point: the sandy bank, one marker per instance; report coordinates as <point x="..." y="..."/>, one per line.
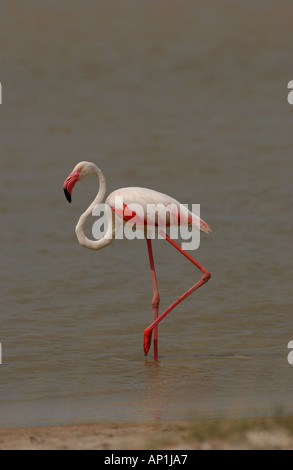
<point x="250" y="433"/>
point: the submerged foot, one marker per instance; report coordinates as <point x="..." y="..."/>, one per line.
<point x="147" y="339"/>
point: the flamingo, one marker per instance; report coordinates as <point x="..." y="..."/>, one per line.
<point x="143" y="197"/>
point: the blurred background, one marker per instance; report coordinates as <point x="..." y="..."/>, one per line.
<point x="185" y="97"/>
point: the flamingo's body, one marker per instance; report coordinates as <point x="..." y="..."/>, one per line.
<point x="127" y="199"/>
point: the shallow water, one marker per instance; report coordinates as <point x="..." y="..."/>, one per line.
<point x="191" y="100"/>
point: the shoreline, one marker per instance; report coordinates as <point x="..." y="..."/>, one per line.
<point x="209" y="434"/>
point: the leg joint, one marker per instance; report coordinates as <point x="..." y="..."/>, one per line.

■ ■ ■ ■

* [Exercise]:
Starting at the line with "point: the shallow", restate each line through the end of the records, both ends included, and stop there.

* [Exercise solution]:
point: the shallow water, one marker per instance; report coordinates as <point x="..." y="..."/>, one per line.
<point x="191" y="100"/>
point: the shoreline, one marker per instance; report coordinates as <point x="..." y="..."/>, one per line.
<point x="209" y="434"/>
point: the leg joint, one marker per instance; report coordinates as <point x="..." y="..."/>, one per line.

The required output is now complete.